The camber of Bryce St at the exit from the Centre was a reason for Hamilton being the largest city in the country not to carry bicycles on any of its public transport. The entrance was modified to avoid buses gouging the tar seal on Bryce St, but there is still little clearance to allow for bike racks. This probably explained why a 2011 policy to "investigate the feasibility of bikes on buses in the Waikato region" was not in the 2015 Plan. Cycle racks have been on Huntly, Paeroa and Raglan buses from 18 April 2017, Cambridge buses from late 2017 and Te Awamutu from late 2018. A Regional Council agenda recommended its Regional Public Transport Plan 2018 – 2028 should not provide for bike racks on Hamilton buses.

Wheelchair accessible buses
In 2014 $4 million spent on 10 low-floor MAN buses made the Hamilton fleet fully wheelchair accessible. A Total Mobility subsidised taxi scheme also operates in Hamilton, Taupō and Tokoroa. Local mobility schemes exist in Huntly, Raglan, Coromandel, Thames, Tairua, Whitianga, Paeroa, Morrinsville, Te Aroha, Cambridge, Te Awamutu, Tokoroa, Putāruru, Tīrau, and Te Kuiti.

Information technology 

A smartcard marketed as a BusIt Card was introduced in 2003. It gave roughly a 30% discount. About 40,000 (10% of Waikato's population) were in use. Cards cost $5. A switch to Bee Cards was made on 1 July 2020.

In 2017/18 solar-powered, real-time arrival information boards were installed at 5 bus stops and CCTV and wifi on buses. The Transit app was introduced in 2017, allowing mobile phone users to track buses and plan journeys.

Funding 
When fares were increased by 12½% and buses after 6pm and all Sunday services were ended in 1971, Buses Ltd claimed to be losing about $26,000 a year. The options then mooted were tax cuts, or local or national subsidy.

Under the Public Transport Management Act 2008 (which replaced the Transport Services Licensing Act 1989), regional councils can manage bus and ferry services within their regions. Since 2013, this has been under the Public Transport Operating Model. Just over a third of operating costs come from fares.

A Passenger Transport Rate was first levied in Hamilton in 1994. In 1996 it collected $1.033m, in 1997 $1.077m, in 1998 $1.187m, in 1999 $1.275m, $1.278m in 2001, in 2001 $1.453m, in 2002 $1.519m, in 2005 $3,626m, in 2007 $5.503m, and $6.237m in 2008. By 2003 only 3 (Raglan, Te Awamutu and Thames) of 33 routes ran without subsidy. Fare revenue was $3.606m in 2007 and, after a fare increase, $4.178m in 2008. Contracted services cost $2.199m in 1995, $2.255m in 1996, $2.798m in 1997 ($1.902m bus, $0.285m mobility), $3.042m in 1999, and was estimated at about $20m a year in the 2015–2025 Plan.
::::::
● **Task A**:
In the passage on Waikato public transport, on what date was the switch to Bee Cards made?
● **Task B**:
Resume the account of Waikato public transport, starting right after its final sentence.

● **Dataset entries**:
::::::
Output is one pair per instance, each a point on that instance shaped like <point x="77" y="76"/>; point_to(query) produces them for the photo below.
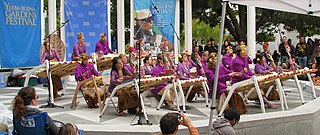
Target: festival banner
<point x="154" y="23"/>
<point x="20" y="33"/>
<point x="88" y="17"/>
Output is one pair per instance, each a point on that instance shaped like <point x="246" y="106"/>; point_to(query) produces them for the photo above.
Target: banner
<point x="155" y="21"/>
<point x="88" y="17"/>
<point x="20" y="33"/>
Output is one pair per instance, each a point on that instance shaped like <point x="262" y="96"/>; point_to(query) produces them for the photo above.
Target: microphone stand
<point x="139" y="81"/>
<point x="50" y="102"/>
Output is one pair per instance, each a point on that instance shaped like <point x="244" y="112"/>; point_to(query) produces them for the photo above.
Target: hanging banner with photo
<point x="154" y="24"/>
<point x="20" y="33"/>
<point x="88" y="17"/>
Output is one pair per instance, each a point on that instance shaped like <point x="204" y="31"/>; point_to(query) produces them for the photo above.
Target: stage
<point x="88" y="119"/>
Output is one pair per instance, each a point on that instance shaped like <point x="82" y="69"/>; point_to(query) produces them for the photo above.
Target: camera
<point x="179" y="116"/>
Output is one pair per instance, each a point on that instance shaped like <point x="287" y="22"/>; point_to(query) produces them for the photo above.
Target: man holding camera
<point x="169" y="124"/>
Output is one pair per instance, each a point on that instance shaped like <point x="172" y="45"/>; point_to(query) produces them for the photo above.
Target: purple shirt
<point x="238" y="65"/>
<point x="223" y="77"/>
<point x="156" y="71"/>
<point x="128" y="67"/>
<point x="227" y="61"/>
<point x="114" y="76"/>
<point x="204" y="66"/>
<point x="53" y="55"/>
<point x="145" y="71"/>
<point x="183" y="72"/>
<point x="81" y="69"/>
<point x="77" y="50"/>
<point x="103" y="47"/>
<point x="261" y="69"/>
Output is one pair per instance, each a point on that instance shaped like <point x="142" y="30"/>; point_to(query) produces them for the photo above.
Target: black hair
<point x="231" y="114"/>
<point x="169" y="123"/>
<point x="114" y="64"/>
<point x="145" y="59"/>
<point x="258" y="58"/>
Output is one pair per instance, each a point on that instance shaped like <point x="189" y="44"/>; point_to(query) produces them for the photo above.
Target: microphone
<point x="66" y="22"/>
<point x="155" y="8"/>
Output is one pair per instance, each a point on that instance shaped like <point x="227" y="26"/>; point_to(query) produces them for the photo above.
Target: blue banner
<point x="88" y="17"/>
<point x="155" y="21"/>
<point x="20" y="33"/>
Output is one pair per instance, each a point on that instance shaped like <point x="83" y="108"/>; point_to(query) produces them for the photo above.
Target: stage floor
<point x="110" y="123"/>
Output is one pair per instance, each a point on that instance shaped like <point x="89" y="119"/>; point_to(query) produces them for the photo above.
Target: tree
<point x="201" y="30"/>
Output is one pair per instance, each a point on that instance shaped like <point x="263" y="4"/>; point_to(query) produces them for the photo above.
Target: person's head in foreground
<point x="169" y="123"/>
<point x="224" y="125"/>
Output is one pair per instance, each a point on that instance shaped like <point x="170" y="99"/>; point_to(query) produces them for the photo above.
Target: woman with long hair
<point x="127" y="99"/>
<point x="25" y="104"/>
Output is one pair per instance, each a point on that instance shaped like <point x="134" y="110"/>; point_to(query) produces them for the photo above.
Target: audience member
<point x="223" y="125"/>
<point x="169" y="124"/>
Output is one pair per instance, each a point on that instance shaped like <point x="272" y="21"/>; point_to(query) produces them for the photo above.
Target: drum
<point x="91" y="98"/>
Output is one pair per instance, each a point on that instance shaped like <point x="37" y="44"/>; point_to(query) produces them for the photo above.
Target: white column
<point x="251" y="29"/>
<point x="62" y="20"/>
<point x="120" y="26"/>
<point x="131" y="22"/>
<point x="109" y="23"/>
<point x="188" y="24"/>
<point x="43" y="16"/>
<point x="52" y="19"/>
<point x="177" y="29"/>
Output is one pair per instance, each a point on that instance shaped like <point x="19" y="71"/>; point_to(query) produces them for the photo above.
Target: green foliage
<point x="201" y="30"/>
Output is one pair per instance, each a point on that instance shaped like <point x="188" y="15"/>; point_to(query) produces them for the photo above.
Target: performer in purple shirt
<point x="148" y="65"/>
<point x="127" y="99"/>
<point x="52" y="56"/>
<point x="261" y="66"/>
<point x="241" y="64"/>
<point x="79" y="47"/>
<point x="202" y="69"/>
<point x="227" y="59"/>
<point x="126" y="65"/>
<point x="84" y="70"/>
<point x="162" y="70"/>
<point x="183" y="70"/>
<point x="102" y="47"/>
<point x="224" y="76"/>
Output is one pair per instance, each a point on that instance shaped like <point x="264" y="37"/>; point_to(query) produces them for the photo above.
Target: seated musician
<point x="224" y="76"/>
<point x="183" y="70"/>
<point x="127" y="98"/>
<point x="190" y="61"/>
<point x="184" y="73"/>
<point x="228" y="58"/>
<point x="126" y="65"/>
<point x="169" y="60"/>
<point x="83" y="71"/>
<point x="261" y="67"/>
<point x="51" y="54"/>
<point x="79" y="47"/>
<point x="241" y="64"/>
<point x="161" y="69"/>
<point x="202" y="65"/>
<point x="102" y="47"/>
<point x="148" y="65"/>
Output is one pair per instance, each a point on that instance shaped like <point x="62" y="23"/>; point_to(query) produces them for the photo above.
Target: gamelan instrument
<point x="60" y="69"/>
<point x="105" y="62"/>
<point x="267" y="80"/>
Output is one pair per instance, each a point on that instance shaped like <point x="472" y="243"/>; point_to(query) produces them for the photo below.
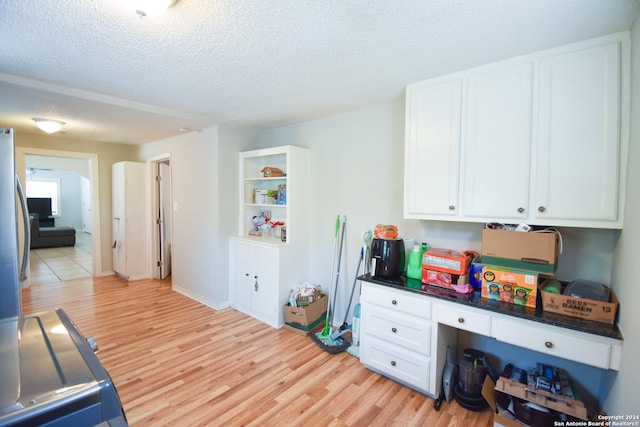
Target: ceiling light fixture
::::::
● **Written response A**:
On 1 July 2020.

● **Written response B**:
In 2016/17 total funding was $23,34m. In 2019/20 public transport made up 4% of regional government spending on transport, less than half the 11% being spent on the Waikato Expressway. $22.4m went to bus services, $17.8m of that in Hamilton, $4m for buses from rural towns to Hamilton and $0.6m for buses in Thames, Tokoroa and Taupō. In 2020 $18.2m went to Hamilton buses, $4.2m to buses from rural towns, $1.4m for the rest of region and $6m for the new rail service.

A Regional Petrol Tax, levied in Hamilton (0.265 cents a litre in 1996), supported public transport from 1992 to 1996. A plan to reintroduce the tax was dropped in 2009, leading to a fare increase and shelving of improvements planned for increased hours, an Eastern Loop and a Rototuna Dial a Ride. The tax was also levied from 1971 to 1974.

Staffing 
In December 2016, it was reported that Pavlovich Coachlines passengers would receive free rides due to a worker protest.

In October 2017 First Union presented a petition to Regional Council asking for contracts with bus companies to include a requirement to pay a living wage. It was reported that some drivers were being paid the minimum wage. Drivers have been paid at Living Wage rates since 1 September 2021.

Late running 

In Waikato an 'on-time' service is defined as being no more than 59 seconds early and no more than 4 minutes and 59 seconds late. During 2019-2020 overall punctuality improved from 60.35% of buses to 73.3%. One route dropped as low as 21.62%, but improved when timings were eased by 10 minutes from 4 March 2019. By comparison, Auckland reported 97.8% of trips as punctual.

History 

Public transport in Waikato started with ships and boats serving rivers, coastal beaches and ports. Those on the Waikato and Waipa were gradually displaced by the extending North Island Main Trunk railway and its branches. As roads developed, coaches started to link railway stations with other settlements.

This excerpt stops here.